Selection:
Source: From “What We Want,” by Stokely Carmichael in The New York Review of Books (September 22, 1966). Copyright 1966 NYREV, Inc. From The Eyes on the Prize Civil Rights Reader: Documents, Speeches, and Firsthand Accounts from the Black Freedom Struggle, 1965-1990. New York: Penguin Books, 1991. Copyright Blackside, Inc. 1991.
Document #5
“Black Power: A Voice Within”
Ruth Turner Perot, special asst. to national director of CORE
1967
…Black power to CORE means the organization of the black community into a tight and disciplined group, for six purposes:
- Growth of political power.
- Building economic power.
- Improvement of self-image.
- Development of Negro leadership.
- Demanding federal law enforcement.
- Mobilization of Negro consumer power.
Let me give some examples of how CORE programs the concept:
- In Baltimore, MFU, an independent union organized by CORE, raised wages of nearly 100 members, workers regular labor unions did not want to organize, from $0.35 to $1.50.

Stated problem A: From the Black Power excerpt, extract the passage between "- Development of" and "from $0.35 to $1.50.", inclusive.
Stated problem B: According to the Black Power excerpt, MFU raised the wages of its members from what amount to what amount?
Stated problem C: Translate this sentence from the Black Power excerpt into Spanish: "Let me give some examples of how CORE programs the concept:"

Material provided:
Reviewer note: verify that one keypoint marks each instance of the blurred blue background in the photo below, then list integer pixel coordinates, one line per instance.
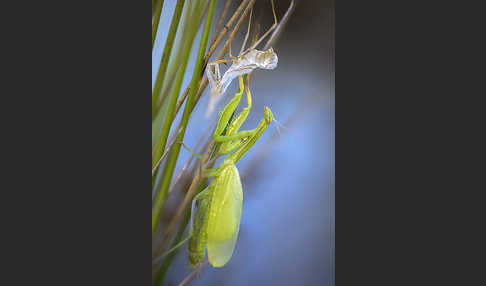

Task solution A:
- Development of Negro leadership.
- Demanding federal law enforcement.
- Mobilization of Negro consumer power.
Let me give some examples of how CORE programs the concept:
- In Baltimore, MFU, an independent union organized by CORE, raised wages of nearly 100 members, workers regular labor unions did not want to organize, from $0.35 to $1.50.

Task solution B: From $0.35 to $1.50.

Task solution C: Permítanme dar algunos ejemplos de cómo CORE pone en práctica el concepto: